Top of INFORMATION SUPPLIED

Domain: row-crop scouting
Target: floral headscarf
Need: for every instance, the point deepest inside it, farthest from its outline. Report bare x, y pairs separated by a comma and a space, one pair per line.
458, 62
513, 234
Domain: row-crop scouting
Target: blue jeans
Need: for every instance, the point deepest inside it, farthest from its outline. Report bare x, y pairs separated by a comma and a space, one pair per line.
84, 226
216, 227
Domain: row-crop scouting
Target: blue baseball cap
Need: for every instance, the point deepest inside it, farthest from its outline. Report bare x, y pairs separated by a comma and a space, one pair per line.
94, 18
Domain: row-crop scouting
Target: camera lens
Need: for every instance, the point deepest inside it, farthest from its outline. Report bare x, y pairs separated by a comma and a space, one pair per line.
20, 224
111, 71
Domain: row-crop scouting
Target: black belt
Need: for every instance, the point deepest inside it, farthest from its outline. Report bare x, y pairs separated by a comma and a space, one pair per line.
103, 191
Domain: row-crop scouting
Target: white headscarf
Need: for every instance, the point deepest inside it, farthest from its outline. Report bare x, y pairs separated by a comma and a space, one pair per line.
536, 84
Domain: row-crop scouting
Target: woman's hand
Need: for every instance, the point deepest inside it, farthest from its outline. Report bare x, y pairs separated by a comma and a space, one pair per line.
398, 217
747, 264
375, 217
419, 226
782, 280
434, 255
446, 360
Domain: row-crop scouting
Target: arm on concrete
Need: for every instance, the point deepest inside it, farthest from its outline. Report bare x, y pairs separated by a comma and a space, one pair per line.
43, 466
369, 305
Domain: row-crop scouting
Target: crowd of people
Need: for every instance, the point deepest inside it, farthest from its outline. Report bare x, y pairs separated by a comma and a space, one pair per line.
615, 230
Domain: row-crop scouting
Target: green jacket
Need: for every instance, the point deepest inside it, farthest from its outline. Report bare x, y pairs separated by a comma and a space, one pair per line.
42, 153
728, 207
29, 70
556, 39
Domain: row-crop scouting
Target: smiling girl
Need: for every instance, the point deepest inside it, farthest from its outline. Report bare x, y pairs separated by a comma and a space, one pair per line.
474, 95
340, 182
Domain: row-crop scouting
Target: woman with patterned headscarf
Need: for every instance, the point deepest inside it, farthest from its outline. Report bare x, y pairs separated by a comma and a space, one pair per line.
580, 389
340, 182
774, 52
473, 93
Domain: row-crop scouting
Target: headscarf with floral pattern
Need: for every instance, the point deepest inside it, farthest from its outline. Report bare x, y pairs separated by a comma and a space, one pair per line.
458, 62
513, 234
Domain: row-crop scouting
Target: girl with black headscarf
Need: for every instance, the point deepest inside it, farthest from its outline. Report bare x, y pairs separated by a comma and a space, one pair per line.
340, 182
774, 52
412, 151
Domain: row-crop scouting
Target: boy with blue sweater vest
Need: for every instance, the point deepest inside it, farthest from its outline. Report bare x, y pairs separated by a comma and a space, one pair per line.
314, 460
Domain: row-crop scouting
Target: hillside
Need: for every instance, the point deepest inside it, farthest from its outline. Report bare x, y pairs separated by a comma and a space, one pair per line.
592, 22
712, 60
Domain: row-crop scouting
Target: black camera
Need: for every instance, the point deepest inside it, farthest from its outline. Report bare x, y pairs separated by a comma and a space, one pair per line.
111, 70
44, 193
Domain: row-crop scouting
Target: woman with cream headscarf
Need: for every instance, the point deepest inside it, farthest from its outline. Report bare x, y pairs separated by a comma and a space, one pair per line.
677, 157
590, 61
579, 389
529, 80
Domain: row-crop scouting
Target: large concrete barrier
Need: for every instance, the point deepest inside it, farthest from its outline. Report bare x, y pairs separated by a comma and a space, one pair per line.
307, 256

Bottom of INFORMATION SUPPLIED

→ TASK STATEMENT
Search the preceding listing for "blue", then copy every line that holds it.

→ ANSWER
Target: blue jeans
Target: blue baseball cap
Target: boy with blue sweater vest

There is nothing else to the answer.